DATA TO PROCESS ->

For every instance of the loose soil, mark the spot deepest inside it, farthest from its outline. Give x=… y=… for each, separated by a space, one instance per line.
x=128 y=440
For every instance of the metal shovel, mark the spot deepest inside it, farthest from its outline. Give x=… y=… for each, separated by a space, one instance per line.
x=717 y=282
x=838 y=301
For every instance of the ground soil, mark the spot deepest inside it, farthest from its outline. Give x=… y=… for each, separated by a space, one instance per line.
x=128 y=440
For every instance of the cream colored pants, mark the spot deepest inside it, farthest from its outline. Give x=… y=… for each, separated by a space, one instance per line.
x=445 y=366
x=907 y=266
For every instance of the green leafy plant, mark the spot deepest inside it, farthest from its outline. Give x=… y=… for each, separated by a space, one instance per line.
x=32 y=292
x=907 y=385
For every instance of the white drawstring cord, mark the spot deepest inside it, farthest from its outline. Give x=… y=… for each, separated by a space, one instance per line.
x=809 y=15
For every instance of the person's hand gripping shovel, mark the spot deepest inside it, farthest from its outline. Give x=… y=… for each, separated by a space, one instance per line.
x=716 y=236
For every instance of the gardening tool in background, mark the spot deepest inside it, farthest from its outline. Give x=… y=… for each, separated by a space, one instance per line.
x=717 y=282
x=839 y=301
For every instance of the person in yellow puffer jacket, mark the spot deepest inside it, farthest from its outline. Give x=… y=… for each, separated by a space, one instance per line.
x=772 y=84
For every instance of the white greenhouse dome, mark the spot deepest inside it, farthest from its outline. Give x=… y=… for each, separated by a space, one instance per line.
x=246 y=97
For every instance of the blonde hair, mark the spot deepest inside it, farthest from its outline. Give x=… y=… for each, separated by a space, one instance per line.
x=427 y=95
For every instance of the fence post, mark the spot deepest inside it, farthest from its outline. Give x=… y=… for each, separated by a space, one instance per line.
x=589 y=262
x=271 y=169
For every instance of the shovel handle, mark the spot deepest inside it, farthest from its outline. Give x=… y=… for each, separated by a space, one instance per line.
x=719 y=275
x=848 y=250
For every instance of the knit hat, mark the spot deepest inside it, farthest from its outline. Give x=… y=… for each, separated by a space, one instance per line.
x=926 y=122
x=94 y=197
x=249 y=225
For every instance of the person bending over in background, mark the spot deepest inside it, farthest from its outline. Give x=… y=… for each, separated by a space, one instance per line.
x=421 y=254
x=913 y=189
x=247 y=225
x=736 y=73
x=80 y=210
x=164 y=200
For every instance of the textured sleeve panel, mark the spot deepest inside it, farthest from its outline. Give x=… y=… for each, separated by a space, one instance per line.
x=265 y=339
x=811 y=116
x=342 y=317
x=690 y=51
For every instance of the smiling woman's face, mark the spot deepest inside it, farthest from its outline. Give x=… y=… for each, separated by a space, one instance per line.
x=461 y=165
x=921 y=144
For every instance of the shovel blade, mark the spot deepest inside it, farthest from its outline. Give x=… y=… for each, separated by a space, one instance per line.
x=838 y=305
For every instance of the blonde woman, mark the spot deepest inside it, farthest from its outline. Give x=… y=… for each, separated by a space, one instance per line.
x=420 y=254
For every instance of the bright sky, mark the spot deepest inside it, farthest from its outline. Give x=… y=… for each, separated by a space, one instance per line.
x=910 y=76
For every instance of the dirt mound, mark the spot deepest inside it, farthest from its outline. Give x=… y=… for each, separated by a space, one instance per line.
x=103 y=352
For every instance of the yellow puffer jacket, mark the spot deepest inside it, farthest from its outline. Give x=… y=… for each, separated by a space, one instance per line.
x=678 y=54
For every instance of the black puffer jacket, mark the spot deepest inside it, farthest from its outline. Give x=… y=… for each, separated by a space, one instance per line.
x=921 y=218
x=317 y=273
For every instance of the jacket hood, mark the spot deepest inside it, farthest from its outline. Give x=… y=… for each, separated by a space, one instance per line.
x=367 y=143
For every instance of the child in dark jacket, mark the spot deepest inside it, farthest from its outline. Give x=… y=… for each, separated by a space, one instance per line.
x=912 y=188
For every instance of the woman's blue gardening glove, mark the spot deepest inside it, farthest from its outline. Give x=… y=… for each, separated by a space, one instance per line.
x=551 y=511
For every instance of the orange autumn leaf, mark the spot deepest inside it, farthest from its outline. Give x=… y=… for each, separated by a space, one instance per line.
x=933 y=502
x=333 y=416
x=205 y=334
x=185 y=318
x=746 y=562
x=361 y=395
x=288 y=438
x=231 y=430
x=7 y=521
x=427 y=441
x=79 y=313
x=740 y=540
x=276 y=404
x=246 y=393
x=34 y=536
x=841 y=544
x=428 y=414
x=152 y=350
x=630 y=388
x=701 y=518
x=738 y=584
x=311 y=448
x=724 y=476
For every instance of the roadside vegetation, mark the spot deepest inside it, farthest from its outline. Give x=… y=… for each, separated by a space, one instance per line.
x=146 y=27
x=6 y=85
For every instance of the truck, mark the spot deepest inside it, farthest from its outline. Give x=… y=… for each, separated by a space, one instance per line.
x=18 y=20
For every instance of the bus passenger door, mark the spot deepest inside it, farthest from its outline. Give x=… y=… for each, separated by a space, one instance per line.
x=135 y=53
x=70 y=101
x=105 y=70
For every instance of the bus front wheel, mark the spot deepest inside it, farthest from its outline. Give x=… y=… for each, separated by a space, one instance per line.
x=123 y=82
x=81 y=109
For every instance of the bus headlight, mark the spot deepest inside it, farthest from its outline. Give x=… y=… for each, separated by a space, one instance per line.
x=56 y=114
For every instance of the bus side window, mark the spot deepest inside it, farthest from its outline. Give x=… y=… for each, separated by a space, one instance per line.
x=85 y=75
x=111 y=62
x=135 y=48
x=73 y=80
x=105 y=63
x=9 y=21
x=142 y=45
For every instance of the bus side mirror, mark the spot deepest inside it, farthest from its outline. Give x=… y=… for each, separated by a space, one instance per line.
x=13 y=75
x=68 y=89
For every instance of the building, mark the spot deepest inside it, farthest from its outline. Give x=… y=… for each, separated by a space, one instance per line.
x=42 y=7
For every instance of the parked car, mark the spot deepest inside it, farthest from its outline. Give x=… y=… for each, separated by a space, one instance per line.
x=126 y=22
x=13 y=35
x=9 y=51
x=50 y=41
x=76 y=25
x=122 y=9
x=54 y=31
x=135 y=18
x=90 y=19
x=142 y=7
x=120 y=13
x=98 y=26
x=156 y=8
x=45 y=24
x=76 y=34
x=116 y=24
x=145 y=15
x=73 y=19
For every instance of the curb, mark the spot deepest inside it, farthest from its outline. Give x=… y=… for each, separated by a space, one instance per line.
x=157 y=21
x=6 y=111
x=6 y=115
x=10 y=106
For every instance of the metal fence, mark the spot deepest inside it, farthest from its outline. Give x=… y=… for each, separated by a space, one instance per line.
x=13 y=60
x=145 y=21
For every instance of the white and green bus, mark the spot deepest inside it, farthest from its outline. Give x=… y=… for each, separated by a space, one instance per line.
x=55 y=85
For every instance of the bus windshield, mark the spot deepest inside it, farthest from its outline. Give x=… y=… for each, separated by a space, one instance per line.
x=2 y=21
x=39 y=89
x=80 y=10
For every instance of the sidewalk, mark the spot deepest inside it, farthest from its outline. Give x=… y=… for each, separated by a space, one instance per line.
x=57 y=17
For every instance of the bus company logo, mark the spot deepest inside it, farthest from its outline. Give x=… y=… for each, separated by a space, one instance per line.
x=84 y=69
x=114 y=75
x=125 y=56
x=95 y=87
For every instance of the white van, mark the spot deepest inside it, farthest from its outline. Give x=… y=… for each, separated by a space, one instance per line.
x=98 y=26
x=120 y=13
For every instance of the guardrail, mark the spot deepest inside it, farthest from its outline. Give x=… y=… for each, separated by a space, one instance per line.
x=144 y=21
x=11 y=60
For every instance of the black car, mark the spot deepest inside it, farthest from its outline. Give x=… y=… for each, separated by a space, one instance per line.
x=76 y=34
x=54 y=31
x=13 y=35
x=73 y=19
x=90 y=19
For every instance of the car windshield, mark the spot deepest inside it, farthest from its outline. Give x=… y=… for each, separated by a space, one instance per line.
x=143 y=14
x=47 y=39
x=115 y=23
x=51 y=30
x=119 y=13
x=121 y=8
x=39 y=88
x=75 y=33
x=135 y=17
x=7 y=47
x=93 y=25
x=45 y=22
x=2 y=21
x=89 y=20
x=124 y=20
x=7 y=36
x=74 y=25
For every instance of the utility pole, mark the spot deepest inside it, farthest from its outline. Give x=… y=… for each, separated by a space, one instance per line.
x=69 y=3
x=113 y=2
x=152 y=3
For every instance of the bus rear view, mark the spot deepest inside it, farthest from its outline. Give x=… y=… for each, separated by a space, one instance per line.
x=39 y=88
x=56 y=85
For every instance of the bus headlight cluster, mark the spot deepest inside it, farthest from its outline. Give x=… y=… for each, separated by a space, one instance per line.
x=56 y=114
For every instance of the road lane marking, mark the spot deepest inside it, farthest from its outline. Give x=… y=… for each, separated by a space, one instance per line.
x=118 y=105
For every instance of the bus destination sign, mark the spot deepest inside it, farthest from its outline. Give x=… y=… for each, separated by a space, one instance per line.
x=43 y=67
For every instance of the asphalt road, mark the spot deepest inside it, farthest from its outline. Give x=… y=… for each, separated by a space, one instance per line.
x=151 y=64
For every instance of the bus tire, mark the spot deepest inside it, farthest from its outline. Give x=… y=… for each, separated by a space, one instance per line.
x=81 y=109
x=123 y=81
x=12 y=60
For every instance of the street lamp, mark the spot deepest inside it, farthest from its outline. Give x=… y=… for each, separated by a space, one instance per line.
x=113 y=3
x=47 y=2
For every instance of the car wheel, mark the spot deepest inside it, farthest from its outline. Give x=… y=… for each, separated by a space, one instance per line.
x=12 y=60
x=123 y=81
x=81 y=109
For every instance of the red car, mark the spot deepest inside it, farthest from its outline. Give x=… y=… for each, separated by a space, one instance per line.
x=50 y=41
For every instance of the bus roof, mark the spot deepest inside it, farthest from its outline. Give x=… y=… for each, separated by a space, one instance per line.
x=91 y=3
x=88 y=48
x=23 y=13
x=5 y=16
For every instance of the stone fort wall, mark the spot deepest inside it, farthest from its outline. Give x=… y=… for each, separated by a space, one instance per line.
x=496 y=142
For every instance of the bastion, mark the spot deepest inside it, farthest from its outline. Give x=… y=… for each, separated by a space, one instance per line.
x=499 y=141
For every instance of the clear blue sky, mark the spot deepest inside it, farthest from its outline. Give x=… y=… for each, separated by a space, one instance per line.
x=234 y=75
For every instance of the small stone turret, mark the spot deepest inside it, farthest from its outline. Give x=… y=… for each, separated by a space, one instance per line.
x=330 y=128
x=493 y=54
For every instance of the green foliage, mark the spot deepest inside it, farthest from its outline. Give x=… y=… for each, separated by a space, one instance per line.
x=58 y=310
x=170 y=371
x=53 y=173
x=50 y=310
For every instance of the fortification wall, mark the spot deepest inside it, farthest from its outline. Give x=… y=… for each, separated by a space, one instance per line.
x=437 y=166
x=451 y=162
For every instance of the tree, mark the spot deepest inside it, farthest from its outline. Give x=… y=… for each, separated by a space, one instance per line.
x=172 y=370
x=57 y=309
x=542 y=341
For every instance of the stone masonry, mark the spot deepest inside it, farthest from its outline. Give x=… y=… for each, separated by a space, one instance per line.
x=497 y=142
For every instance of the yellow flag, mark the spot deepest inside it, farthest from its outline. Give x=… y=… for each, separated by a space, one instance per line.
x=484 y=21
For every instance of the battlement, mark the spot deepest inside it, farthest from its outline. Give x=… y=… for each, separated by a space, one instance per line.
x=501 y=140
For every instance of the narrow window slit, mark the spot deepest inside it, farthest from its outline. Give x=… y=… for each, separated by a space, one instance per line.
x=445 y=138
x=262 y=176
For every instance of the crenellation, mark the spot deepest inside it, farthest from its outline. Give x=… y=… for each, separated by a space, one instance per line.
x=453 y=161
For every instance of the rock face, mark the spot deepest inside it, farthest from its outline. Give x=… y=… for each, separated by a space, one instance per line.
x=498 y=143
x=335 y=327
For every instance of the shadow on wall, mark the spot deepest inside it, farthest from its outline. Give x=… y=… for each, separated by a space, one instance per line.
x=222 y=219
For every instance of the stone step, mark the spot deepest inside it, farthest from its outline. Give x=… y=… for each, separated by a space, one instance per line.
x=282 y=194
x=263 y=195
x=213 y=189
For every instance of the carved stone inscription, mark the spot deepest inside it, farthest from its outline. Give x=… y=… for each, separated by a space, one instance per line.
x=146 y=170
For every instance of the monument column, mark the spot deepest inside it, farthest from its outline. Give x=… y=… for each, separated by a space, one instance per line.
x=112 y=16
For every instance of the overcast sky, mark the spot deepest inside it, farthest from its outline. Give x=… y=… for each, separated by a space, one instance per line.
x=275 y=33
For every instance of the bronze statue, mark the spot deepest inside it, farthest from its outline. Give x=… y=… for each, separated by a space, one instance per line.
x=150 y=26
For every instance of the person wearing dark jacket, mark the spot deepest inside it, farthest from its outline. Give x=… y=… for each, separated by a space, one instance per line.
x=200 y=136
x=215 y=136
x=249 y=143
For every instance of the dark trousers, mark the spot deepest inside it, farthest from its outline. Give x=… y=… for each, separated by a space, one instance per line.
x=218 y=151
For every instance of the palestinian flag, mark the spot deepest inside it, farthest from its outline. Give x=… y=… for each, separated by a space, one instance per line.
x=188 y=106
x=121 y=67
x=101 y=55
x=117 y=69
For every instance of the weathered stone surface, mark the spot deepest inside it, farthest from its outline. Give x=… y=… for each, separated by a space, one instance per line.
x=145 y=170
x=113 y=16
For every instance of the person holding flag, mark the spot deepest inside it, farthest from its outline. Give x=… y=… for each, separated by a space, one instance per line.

WHAT NEEDS TO BE DONE -> Rewrite the stretch of entries above, from the line containing "For every instance of the yellow puffer" through the line containing "x=317 y=273", as a numbered list, leaving out any blank lines.

RESPONSE FOR THIS EXERCISE ->
1. For every instance of the yellow puffer jacket, mark the spot deepest inside it, farthest from its outline. Give x=… y=… for each, separated by a space, one instance per line.
2. x=678 y=54
3. For every instance of the black puffer jacket, mark the spot deepest inside it, farthest from its outline. Give x=… y=… for each, separated by a space, one instance per line.
4. x=921 y=218
5. x=317 y=273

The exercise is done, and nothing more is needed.